## INSTRUCTION
Answer these from the Investec plc dividend notice:
1. What is the company's UK tax reference number?
2. How many ordinary shares make up the issued ordinary share capital?
3. What net dividend per share will shareholders who are not exempt from Dividend Tax receive?

Share certificates on the South African branch register may not be dematerialised or rematerialised between Monday, 08 December 2014
and Friday, 12 December 2014, both dates inclusive, nor may transfers between the UK and SA registers take place between Monday,
08 December 2014 and Friday, 12 December 2014, both dates inclusive.

Additional information for South African resident shareholders of Investec plc
- Investec plc UK tax reference number: 2683967322360.
- Shareholders registered on the South African register are advised that the distribution of 8.5 pence, equivalent to a gross dividend of
  146 cents per share, has been arrived at using the Rand/Pound Sterling average buy/sell forward rate, as determined at 11:00 (SA time)
  on Wednesday, 19 November 2014.
- The issued ordinary share capital of Investec plc is 613 609 642 ordinary shares.
- The dividend paid by Investec plc to South African resident shareholders subject to South African Dividend Tax (Dividend Tax) of 15%
  (subject to any available exemptions as legislated).
- No Secondary Tax on Companies ("STC") credits have been utilised in respect of this ordinary share dividend declaration.
- Shareholders registered on the South African register who are exempt from paying the Dividend Tax will receive a net dividend of
  146.00000 cents per share.
- Shareholders registered on the South African register who are not exempt from paying the Dividend Tax will receive a net dividend of
  124.10000 cents per share (gross dividend of 146.0000 cents per share less Dividend Tax of 21.9000 cents per share).

## MATERIAL PROVIDED

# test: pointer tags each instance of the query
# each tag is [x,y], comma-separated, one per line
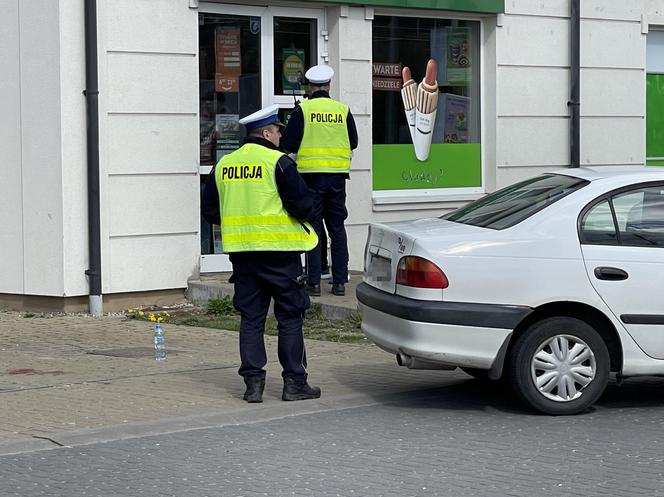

## RESULT FOR THIS EXERCISE
1. 2683967322360
2. 613 609 642 ordinary shares
3. 124.10000 cents per share